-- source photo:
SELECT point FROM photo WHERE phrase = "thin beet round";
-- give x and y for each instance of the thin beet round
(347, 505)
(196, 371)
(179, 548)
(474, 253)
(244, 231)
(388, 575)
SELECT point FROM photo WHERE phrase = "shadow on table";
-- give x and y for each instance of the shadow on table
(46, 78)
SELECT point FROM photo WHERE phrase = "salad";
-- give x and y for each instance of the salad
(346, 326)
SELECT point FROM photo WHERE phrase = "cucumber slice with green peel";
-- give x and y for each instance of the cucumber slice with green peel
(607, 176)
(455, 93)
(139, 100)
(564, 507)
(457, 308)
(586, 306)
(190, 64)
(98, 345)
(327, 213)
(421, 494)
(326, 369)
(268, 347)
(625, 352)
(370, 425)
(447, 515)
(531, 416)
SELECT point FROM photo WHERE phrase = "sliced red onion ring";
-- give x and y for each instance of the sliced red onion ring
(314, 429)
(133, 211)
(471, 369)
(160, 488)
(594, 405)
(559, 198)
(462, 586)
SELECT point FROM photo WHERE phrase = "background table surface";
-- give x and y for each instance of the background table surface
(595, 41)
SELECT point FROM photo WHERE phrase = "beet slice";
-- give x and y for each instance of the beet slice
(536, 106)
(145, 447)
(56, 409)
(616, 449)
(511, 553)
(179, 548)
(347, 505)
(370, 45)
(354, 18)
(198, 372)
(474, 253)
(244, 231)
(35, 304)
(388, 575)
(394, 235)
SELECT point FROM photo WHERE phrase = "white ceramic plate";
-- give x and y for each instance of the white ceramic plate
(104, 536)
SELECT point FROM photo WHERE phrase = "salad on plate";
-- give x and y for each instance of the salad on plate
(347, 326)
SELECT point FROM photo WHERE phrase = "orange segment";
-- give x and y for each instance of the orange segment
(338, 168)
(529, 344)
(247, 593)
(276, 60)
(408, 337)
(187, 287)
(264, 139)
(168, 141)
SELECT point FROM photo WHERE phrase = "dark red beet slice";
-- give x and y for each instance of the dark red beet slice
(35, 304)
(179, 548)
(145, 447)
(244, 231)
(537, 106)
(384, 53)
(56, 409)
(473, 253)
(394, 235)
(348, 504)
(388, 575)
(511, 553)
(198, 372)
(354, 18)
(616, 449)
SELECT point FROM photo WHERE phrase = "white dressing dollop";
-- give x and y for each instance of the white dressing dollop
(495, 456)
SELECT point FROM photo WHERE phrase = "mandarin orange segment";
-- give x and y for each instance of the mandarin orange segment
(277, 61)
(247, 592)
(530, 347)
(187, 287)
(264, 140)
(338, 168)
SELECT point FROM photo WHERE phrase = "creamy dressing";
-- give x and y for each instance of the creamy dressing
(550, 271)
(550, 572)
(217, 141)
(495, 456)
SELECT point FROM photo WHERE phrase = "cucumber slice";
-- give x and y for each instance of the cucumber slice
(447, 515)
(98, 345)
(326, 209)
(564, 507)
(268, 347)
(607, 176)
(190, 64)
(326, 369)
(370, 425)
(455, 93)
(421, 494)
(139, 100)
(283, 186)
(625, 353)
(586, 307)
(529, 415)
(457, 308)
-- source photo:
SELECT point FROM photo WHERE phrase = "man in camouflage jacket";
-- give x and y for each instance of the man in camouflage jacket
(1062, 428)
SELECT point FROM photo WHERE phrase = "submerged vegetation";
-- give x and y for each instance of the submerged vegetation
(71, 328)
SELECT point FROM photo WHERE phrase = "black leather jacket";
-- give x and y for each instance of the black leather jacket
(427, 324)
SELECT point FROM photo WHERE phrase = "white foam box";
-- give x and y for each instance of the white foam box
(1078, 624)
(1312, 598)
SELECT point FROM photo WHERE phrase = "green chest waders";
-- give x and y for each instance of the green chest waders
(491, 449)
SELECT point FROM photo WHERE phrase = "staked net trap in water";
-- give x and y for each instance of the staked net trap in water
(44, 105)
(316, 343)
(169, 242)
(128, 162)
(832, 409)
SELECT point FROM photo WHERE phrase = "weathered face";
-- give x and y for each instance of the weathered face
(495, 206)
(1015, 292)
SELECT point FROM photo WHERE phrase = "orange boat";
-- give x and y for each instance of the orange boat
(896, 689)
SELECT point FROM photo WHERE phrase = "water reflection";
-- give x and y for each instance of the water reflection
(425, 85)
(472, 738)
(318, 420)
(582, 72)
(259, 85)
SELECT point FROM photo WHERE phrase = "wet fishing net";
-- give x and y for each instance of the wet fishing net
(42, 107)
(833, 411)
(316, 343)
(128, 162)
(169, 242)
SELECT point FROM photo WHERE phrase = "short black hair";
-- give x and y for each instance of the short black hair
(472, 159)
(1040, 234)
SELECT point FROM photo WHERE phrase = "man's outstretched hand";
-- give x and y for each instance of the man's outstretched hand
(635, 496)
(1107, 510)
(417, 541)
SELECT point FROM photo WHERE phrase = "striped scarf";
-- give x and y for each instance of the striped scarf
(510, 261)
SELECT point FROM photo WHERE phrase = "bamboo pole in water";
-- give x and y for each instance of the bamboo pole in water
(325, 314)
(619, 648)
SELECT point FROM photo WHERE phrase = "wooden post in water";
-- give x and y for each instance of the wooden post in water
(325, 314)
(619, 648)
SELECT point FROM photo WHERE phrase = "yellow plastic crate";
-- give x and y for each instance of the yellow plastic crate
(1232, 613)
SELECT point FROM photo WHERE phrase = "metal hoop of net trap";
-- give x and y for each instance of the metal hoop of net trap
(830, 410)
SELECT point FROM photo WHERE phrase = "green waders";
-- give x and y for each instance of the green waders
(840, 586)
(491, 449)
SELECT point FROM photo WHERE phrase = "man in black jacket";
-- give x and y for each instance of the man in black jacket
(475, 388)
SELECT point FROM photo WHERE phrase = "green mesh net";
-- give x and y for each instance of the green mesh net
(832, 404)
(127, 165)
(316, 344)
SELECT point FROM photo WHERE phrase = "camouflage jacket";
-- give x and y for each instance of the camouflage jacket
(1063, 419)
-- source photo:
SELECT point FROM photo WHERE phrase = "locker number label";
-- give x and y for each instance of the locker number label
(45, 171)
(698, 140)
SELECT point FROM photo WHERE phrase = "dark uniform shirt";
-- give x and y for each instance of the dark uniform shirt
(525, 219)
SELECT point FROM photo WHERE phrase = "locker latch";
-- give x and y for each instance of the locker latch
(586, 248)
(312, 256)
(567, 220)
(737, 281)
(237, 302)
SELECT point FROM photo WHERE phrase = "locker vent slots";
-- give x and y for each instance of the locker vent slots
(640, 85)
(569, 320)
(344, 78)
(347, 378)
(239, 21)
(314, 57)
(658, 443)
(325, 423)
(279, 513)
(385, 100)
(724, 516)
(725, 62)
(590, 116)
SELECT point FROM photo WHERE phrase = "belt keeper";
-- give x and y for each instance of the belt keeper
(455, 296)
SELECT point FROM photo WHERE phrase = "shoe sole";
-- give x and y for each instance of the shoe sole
━━━━━━━━━━━━━━━━
Extract the full listing and reproduce each line exactly.

*Solution to the problem:*
-- source photo:
SELECT point FROM photo WHERE phrase = "thin beet round";
-- give x and y for each instance of the thin beet round
(347, 505)
(196, 371)
(179, 548)
(474, 253)
(244, 231)
(388, 575)
SELECT point FROM photo WHERE phrase = "shadow on table";
-- give x and y for each instance of the shadow on table
(46, 78)
SELECT point FROM photo WHERE phrase = "salad";
-- give x and y for each instance of the salad
(346, 326)
SELECT point FROM photo WHERE phrase = "cucumber slice with green peel";
-- give x and y for each instance of the cucumber slice with green peel
(607, 176)
(455, 93)
(139, 100)
(564, 507)
(457, 308)
(586, 306)
(190, 64)
(98, 345)
(327, 213)
(421, 494)
(326, 369)
(268, 347)
(625, 352)
(370, 425)
(447, 515)
(531, 416)
SELECT point FROM photo WHERE phrase = "sliced red onion ring";
-- give x and y for each instance of the sliced red onion ring
(314, 429)
(133, 211)
(471, 369)
(160, 488)
(594, 405)
(559, 198)
(462, 586)
SELECT point FROM photo WHERE phrase = "background table surface";
-- give x and y for each instance of the background table surface
(595, 41)
SELECT point FROM photo WHERE phrase = "beet slice";
-- give x and y for each instance of the beet slice
(536, 106)
(145, 447)
(56, 409)
(616, 449)
(511, 553)
(179, 548)
(347, 505)
(370, 45)
(354, 18)
(198, 372)
(474, 253)
(244, 231)
(35, 304)
(388, 575)
(394, 235)
SELECT point FROM photo WHERE phrase = "white ceramic plate";
-- give x and y for each instance of the white ceramic plate
(104, 536)
SELECT point FROM photo WHERE phrase = "salad on plate";
-- give x and y for each instance of the salad on plate
(347, 326)
SELECT point FROM photo WHERE phrase = "orange segment";
-- give x and y for each instance of the orange segment
(338, 168)
(529, 344)
(247, 593)
(276, 60)
(408, 337)
(187, 287)
(264, 139)
(168, 141)
SELECT point FROM photo WHERE phrase = "dark red beet slice";
-- give x and y for each instance of the dark red beet slice
(35, 304)
(179, 548)
(145, 447)
(244, 231)
(537, 106)
(384, 53)
(56, 409)
(473, 253)
(394, 235)
(348, 504)
(388, 575)
(511, 553)
(198, 372)
(354, 18)
(616, 449)
SELECT point FROM photo WHERE phrase = "white dressing dollop";
-- give x and y for each instance of the white dressing dollop
(495, 456)
SELECT point FROM photo WHERE phrase = "mandarin orange segment";
-- give x and y for each instance of the mandarin orange segment
(277, 61)
(247, 592)
(530, 347)
(187, 287)
(264, 140)
(338, 168)
SELECT point FROM photo WHERE phrase = "creamy dressing";
-- give x and y for each instance of the creamy dressing
(550, 271)
(550, 572)
(217, 141)
(495, 456)
SELECT point FROM photo WHERE phrase = "cucumber slice";
-- give x and y for each instance of the cucumber slice
(447, 515)
(98, 345)
(326, 209)
(564, 507)
(268, 347)
(607, 176)
(190, 64)
(326, 369)
(370, 425)
(455, 93)
(421, 494)
(139, 100)
(283, 186)
(625, 353)
(586, 307)
(529, 415)
(457, 308)
-- source photo:
SELECT point FROM photo WHERE phrase = "man in camouflage jacket";
-- give x and y for each instance of the man in camouflage jacket
(1062, 428)
SELECT point FROM photo WHERE phrase = "submerged vegetation";
-- give x and y for each instance of the submerged vegetation
(71, 328)
SELECT point FROM photo WHERE phrase = "black leather jacket";
-- give x and y for each instance of the black leather jacket
(427, 324)
SELECT point FROM photo WHERE phrase = "white foam box";
-- give x and y for each instance of the white foam box
(1078, 624)
(1312, 598)
SELECT point FROM photo WHERE phrase = "green chest waders";
-- give x and y for each instance of the green chest waders
(491, 449)
SELECT point FROM photo WHERE phrase = "staked net trap in water";
-- give x and y for each instance of the staked net trap in water
(44, 105)
(316, 343)
(169, 242)
(128, 162)
(832, 409)
SELECT point FROM photo WHERE phrase = "weathered face";
-- give x and y for each instance of the weathered face
(495, 206)
(1015, 292)
SELECT point FROM photo WHERE phrase = "orange boat";
-- give x and y for each instance of the orange boat
(896, 689)
SELECT point FROM photo WHERE phrase = "water reflection";
-- give x and y for each instance of the water reflection
(425, 85)
(472, 738)
(318, 420)
(582, 72)
(259, 85)
SELECT point FROM photo WHERE phrase = "wet fishing net";
-- give x and y for each instance of the wet fishing net
(42, 107)
(833, 411)
(316, 343)
(128, 162)
(169, 242)
SELECT point FROM photo WHERE phrase = "short black hair";
-- give x and y for each instance of the short black hair
(472, 159)
(1040, 234)
SELECT point FROM photo WHERE phrase = "man's outstretched hand";
-- give x and y for each instance of the man's outstretched hand
(635, 496)
(1107, 510)
(417, 541)
SELECT point FROM photo WHERE phrase = "striped scarf";
-- give x and y for each instance of the striped scarf
(510, 261)
SELECT point FROM photo WHERE phrase = "bamboo pole in water";
-- give x and y for each instance of the bamboo pole in water
(325, 314)
(619, 648)
SELECT point FROM photo WHERE phrase = "wooden post in water";
-- give x and y for each instance of the wooden post in water
(325, 314)
(619, 648)
SELECT point FROM photo WHERE phrase = "yellow plastic crate";
-- give x and y for each instance of the yellow plastic crate
(1232, 613)
SELECT point FROM photo WHERE phrase = "metal hoop of net trap";
-- give x and y for each instance of the metal hoop of net trap
(830, 410)
SELECT point FROM photo WHERE phrase = "green waders";
-- give x and y for each instance of the green waders
(840, 586)
(491, 449)
SELECT point FROM photo WHERE phrase = "man in black jacket";
-- give x and y for each instance of the man in black jacket
(475, 388)
SELECT point FROM photo WHERE phrase = "green mesh net";
-- give x and y for each instance of the green mesh net
(832, 404)
(127, 165)
(316, 344)
SELECT point FROM photo WHERE phrase = "camouflage jacket";
-- give x and y for each instance of the camouflage jacket
(1063, 419)
-- source photo:
SELECT point FROM photo WHERE phrase = "locker number label";
-- give x and y for each instance of the locker number label
(45, 171)
(698, 140)
SELECT point FROM photo WHERE phrase = "dark uniform shirt";
-- give x and y for each instance of the dark uniform shirt
(525, 219)
SELECT point FROM photo WHERE phrase = "locker latch";
-- give x and y for each instance of the locker latch
(586, 248)
(312, 256)
(567, 220)
(737, 281)
(237, 302)
SELECT point FROM photo WHERE phrase = "locker vent slots";
-- give x and y for each instance of the locker vent slots
(640, 85)
(569, 320)
(344, 78)
(347, 378)
(239, 21)
(314, 57)
(658, 443)
(325, 423)
(279, 513)
(385, 100)
(724, 516)
(725, 62)
(590, 116)
SELECT point FROM photo WHERE phrase = "belt keeper";
-- give x and y for each instance of the belt keeper
(455, 296)
SELECT point FROM photo WHERE phrase = "shoe sole";
-- give x and y for each instance of the shoe sole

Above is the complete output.